Passage shown:
Asynchronous AOAG down after restart of primary node

Background

This article is the result of a long day in the woods on a SAR mission turning into an even longer night due to a difficult cluster.

I have many clusters. One of them is a cluster with 3 nodes. 2 of them are running a regular Failover Cluster Instance with shared storage, while the third node has local storage and serves as an AOAG replica for the most critical databases. The Failover cluster instance is the primary replica as long as we don’t have a HA/DR scenario where the SAN is down or massive hardware issues. This is a very specific setup, but I would not be surprised if this problem could be caused by restarting the primary replica on any async AOAG.

Problem

 

During scheduled maintenance, I failed over the instance containing the primary replica from one node to another manually. This is what usually happens:

  • SQL instance is manually moved from node A to node B
  • The AOAG listener cluster resources fail on node A
  • The AOAG listener cluster resources are automatically moved to node B
  • The AOAG listener cluster resources come on line on node B

But not this time. This time, the AOAG listener objects came online on node A. Such a thing is not supposed to happen. In my experience, AOAG Listeners always stays with the primary node.

Note: I do not recommend this procedure as a standard maintenance procedure. It is always best to make sure that the instance you are restarting is NOT the primary replica of any AOAG.

Anyway, the end result is that SQL Server patiently waits for the AOAG listeners to come on line on the correct server. Or, perhaps patiently is not the correct word. It spews angry error messages in the logs, and the AOAG dashboard is all red.

SNAGHTMLd170a1

“Availability replica is disconnected”

“Availability replica does not have a healthy role”

SNAGHTMLd1f856

Solution

The solution is quite simple. It does however it require crossing over to the dark side, performing unspeakable dark magic. Magic that should never be performed in the presence of an AOAG listener, much less be performed on the listener itself. But simple it is, as long as you are the kind of person who knows your way around the part of Windows where Failover Cluster Manager dwells. Or is familiar with the sky blue realm of the Powershell cluster commandlets. Both will suffice. However, if you are not such a person, if some of the sentences in this article sounds like dark incantations overheard in a shady tavern; please seek assistance from someone who is before you proceed down this path to solution in production. Please note that normally, AOAG listener resources should never be manipulated manually. Trying to do so usually just makes the situation even more dire. But here goes:

Take the AOAG listener resources offline manually, and then bring them back online. Doing so should make the resources realize the errors of their ways and promptly enter the failed state. The cluster and SQL Server should detect this and take action. All failed listeners should be whisked over to the primary replica node and brought online without any need for further input from you.

Data for review:
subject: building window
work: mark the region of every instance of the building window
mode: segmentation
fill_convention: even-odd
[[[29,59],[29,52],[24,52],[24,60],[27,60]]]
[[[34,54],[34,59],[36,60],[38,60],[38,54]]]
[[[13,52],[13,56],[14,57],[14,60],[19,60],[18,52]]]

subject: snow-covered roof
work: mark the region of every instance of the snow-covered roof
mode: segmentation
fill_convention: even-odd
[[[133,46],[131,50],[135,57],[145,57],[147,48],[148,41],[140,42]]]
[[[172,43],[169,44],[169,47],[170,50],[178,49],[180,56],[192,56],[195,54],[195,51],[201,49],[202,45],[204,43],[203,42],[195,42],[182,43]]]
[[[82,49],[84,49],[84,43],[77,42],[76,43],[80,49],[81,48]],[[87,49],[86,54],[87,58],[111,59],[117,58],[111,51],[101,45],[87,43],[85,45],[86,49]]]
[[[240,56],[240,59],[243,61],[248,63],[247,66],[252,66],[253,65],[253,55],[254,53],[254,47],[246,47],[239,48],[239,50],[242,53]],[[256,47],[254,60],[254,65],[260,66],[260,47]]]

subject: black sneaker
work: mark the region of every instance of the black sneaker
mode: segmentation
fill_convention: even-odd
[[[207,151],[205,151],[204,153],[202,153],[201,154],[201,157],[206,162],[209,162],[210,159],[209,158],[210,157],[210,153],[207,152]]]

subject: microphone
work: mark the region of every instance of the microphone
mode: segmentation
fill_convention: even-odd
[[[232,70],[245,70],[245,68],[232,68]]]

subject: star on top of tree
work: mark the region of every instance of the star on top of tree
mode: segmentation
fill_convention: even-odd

What you need to do:
(a) The article on the AOAG listener failure describes what usually happens when the SQL instance is failed over. List each step of that usual sequence.
(b) Write what follows in the article on the AOAG listener failure, picking up after its last sentence.

Responses per task:
(a)
- SQL instance is manually moved from node A to node B
- The AOAG listener cluster resources fail on node A
- The AOAG listener cluster resources are automatically moved to node B
- The AOAG listener cluster resources come on line on node B

(b)
However, if the listeners are still offline, active on the wrong cluster node, or even worse locked in a failed state, you still have options. Suggestions listed by increasing approximated time consumption.

  • Move the listener resources manually to the node containing the primary replica.
  • Shut down all the nodes, then start just one and let SQL Server initialize completely before you start the others.
  • Look for underlying domain and network issues preventing the listener from starting.
  • Destroy and re-create the availability group and listeners.

Misaligned IOs on SSD storage

Problem

The SQL server error log on one of my secondary replicas is riddled with error messages like this one:

“There have been 271104 misaligned log IOs which required falling back to synchronous IO.  The current IO is on file ….”

image

Analysis

The AOAG is running on Win 2012, and I have been lulled into thinking that drive misalignment was a thing of the past, expelled from reality with my last Win2003R2 server. Seems maybe I was wrong. Although, analysis of the drives show that they are properly aligned. This particular replica is running with local SSD drives, whereas the primary replica is connected to a SAN. I thought “maybe the SAN volumes are misaligned?”, but that to was in order. Turns out the culprit was the SSD drive itself. The SAN volume is using a 512 bytes per sector physical setup, but the new SSD drive is set up to use 4096 bytes.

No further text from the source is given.